** Start of STORED ROWS **

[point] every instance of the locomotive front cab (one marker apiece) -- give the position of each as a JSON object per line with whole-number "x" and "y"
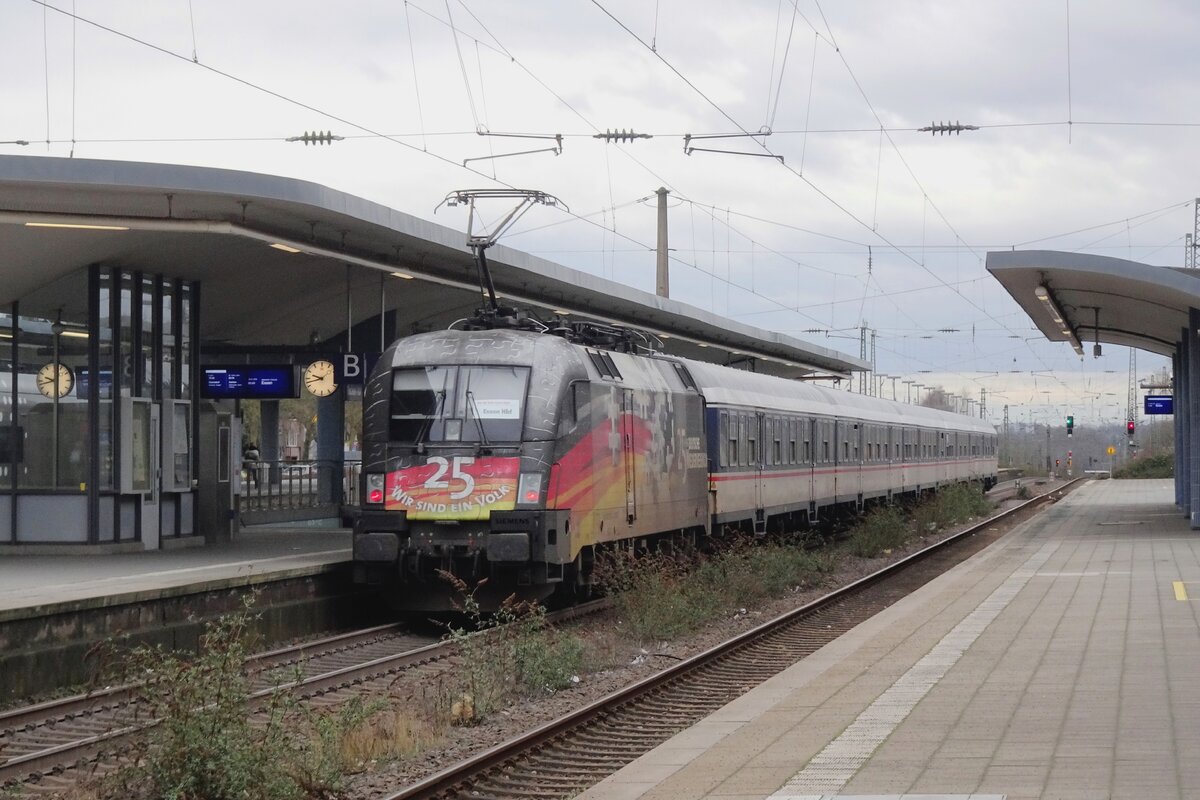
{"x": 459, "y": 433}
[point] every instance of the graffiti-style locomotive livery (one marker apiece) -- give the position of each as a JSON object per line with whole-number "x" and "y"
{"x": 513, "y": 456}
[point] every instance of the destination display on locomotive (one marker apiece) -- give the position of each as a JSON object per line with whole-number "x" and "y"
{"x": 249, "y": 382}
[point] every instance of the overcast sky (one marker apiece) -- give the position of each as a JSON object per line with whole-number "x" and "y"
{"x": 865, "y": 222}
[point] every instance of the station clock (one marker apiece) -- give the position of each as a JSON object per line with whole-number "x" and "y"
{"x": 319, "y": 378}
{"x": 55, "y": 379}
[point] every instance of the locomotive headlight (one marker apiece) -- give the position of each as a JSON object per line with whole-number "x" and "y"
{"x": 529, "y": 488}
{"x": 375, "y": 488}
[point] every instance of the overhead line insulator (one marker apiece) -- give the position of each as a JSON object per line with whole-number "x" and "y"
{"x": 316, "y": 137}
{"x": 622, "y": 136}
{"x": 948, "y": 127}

** End of STORED ROWS **

[WRITTEN PROBLEM] Make a word-for-word copy of the entries, without any pictures.

[FINISHED EXERCISE]
[point] every instance of the locomotive front cab (one marker apiece) -- give the position of each as a JSON object per line with whole-number "x" and "y"
{"x": 459, "y": 433}
[point] every instance of the graffiti-style locomotive livery (one marker apiece) -- give the position of each as a JSON object per line with whole-number "x" and "y"
{"x": 513, "y": 456}
[point] every instance of the destination display on locomotive (one marker apiece) -- give the position of each as a JSON object per line with whole-number "x" and "y"
{"x": 249, "y": 382}
[point] every instance of the overcast sky (one marker apiece) -- give the position of each as a JSON object per line with whole-number "x" and "y"
{"x": 865, "y": 222}
[point] every instance of the station clock (one marker apiece) -- give the position of each as a JSON object per line with whole-number "x" and "y"
{"x": 319, "y": 378}
{"x": 55, "y": 379}
[point] every instance of the locomotive headlight (one marker apiece) -- give the position of each as a JSON object per line with whole-number "x" and "y"
{"x": 529, "y": 488}
{"x": 375, "y": 488}
[point] every instance of the overhead line insulator (one marker apiece) -- give the position of each as a JSON object per line with whole-number "x" and "y"
{"x": 316, "y": 137}
{"x": 622, "y": 136}
{"x": 948, "y": 127}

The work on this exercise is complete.